### TEXT BLOCK
——————————
**Importing the relevant libraries**

In [4]:
import pandas as pd
import numpy as np
import time
import matplotlib.pyplot as plt
from sklearn.metrics import mean_squared_error
from sklearn.linear_model import LinearRegression
from sklearn.tree import DecisionTreeRegressor
from sklearn.svm import SVR
from sklearn.neural_network import MLPRegressor
from sklearn.ensemble import RandomForestRegressor
from xgboost import XGBRegressor
from sklearn.preprocessing import StandardScaler

**Setup**

set plotting style, loading the file and initialise variables

In [5]:
# Set plotting style
plt.style.use('ggplot')

# Load data
try:
    df = pd.read_csv("air_quality_clean.csv", index_col="Datetime", parse_dates=True)
except FileNotFoundError:
    # Create dummy data if file doesn't exist for demonstration
    dates = pd.date_range(start="2004-01-01", end="2005-12-31", freq="H")
    df = pd.DataFrame(np.random.rand(len(dates), 5) * 100, index=dates, columns=["CO(GT)", "NMHC(GT)", "C6H6(GT)", "NOx(GT)", "NO2(GT)"])

# Pollutants to model
pollutants = ["CO(GT)", "NMHC(GT)", "C6H6(GT)", "NOx(GT)", "NO2(GT)"]
horizons = [1, 6, 12, 24]
lags = [1, 2, 3, 24]

all_results = []

  dates = pd.date_range(start="2004-01-01", end="2005-12-31", freq="H")


## Time Series Forecasting Model Training and Evaluation

This section trains and evaluates multiple machine learning models (Linear Regression, Random Forest, XGBoost, Decision Tree, Neural Network, and Support Vector Machine) for time series forecasting. It iterates through different pollutants and prediction horizons, calculates performance metrics (RMSE), and generates visualizations for the first prediction horizon to compare actual vs. predicted values and analyze residuals.

In [6]:
for pollutant in pollutants:
    print(f"\n{'='*10} Modelling pollutant: {pollutant} {'='*10}")

    df_temp = df.copy()
——————————
[Region labeling records]
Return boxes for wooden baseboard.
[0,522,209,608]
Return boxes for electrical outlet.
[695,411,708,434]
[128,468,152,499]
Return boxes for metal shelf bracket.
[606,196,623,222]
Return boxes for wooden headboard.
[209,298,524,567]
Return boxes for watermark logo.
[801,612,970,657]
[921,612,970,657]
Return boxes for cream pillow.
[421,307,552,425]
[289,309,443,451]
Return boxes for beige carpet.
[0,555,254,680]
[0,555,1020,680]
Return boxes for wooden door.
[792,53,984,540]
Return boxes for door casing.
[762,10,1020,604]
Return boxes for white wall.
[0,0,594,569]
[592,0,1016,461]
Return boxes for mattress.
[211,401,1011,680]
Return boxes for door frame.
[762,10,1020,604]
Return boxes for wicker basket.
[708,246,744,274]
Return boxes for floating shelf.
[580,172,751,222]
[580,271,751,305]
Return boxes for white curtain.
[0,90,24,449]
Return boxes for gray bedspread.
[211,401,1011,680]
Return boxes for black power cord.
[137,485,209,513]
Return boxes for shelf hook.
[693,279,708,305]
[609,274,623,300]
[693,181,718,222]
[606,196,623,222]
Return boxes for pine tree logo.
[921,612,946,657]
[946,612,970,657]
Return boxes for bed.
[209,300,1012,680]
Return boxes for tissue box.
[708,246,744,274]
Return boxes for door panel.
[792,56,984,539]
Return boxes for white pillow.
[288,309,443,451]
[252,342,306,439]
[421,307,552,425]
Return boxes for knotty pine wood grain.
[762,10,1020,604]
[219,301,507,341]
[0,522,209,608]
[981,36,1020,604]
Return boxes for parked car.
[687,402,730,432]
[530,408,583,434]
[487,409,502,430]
——————————
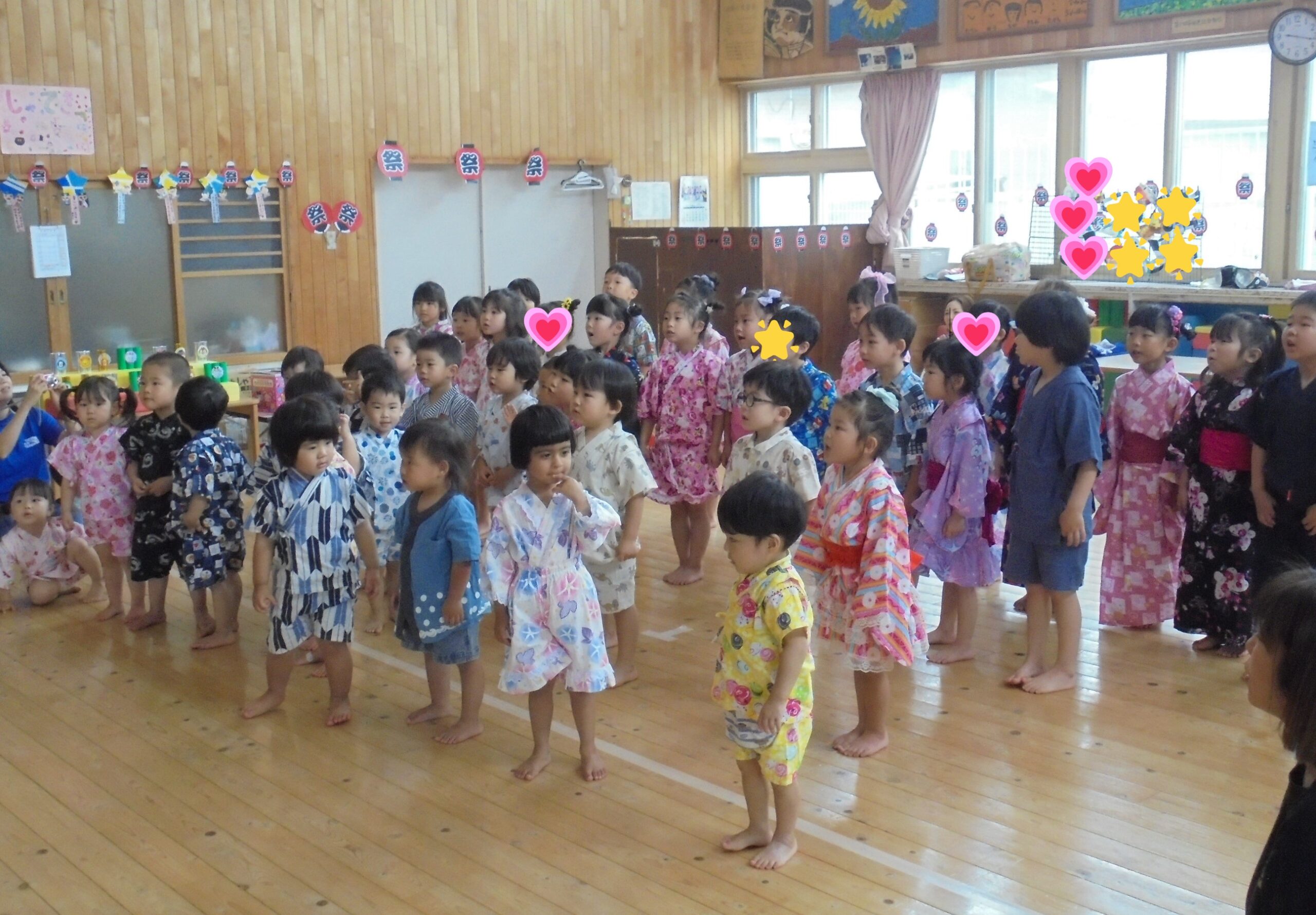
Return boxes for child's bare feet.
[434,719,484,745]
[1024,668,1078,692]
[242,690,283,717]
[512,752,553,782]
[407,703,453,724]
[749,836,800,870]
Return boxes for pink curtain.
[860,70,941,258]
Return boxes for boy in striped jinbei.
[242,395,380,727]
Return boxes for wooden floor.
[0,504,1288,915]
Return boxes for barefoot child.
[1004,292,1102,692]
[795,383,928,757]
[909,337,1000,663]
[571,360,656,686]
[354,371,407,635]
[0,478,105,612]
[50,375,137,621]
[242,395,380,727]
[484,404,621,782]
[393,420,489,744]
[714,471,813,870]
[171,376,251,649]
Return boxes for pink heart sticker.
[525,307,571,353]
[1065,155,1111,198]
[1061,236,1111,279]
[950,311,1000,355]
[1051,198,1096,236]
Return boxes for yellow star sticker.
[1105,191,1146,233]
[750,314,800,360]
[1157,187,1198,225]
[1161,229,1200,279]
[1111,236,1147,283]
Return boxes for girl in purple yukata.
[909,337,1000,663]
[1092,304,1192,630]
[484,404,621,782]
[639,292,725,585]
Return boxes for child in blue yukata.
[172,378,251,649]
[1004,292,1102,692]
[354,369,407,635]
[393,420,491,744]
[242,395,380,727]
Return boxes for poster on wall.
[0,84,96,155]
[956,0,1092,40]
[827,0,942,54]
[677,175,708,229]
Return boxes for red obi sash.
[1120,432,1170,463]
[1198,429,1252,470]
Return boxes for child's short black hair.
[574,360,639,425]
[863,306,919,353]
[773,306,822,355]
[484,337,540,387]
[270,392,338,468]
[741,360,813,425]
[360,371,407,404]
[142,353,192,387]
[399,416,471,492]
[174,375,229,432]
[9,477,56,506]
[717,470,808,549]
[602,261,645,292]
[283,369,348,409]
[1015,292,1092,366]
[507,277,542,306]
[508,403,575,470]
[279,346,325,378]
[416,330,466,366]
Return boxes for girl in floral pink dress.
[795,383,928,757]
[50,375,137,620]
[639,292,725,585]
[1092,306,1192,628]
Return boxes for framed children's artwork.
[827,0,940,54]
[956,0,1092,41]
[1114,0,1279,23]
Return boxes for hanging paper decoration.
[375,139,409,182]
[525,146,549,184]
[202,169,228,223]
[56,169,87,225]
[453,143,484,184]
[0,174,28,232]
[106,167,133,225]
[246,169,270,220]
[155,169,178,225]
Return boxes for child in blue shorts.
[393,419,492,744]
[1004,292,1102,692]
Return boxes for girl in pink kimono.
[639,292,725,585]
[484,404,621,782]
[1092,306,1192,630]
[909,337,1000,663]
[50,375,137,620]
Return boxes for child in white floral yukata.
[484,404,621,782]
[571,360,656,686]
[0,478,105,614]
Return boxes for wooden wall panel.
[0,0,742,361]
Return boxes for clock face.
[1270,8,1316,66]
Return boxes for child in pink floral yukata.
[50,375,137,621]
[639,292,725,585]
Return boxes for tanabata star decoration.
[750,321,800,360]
——————————
### WRITTEN EXERCISE A
Repeat the passage of the air-quality forecasting notebook starting with "all_results = []" and going on through "and analyze residuals.".
### WRITTEN EXERCISE B
Reproduce the lines of the first block of entries, starting with the line with "Return boxes for wooden baseboard." and going on through the line with "[0,555,1020,680]", with both of those lines included.

### CORRECT RESPONSE A
all_results = []

  dates = pd.date_range(start="2004-01-01", end="2005-12-31", freq="H")


## Time Series Forecasting Model Training and Evaluation

This section trains and evaluates multiple machine learning models (Linear Regression, Random Forest, XGBoost, Decision Tree, Neural Network, and Support Vector Machine) for time series forecasting. It iterates through different pollutants and prediction horizons, calculates performance metrics (RMSE), and generates visualizations for the first prediction horizon to compare actual vs. predicted values and analyze residuals.

### CORRECT RESPONSE B
Return boxes for wooden baseboard.
[0,522,209,608]
Return boxes for electrical outlet.
[695,411,708,434]
[128,468,152,499]
Return boxes for metal shelf bracket.
[606,196,623,222]
Return boxes for wooden headboard.
[209,298,524,567]
Return boxes for watermark logo.
[801,612,970,657]
[921,612,970,657]
Return boxes for cream pillow.
[421,307,552,425]
[289,309,443,451]
Return boxes for beige carpet.
[0,555,254,680]
[0,555,1020,680]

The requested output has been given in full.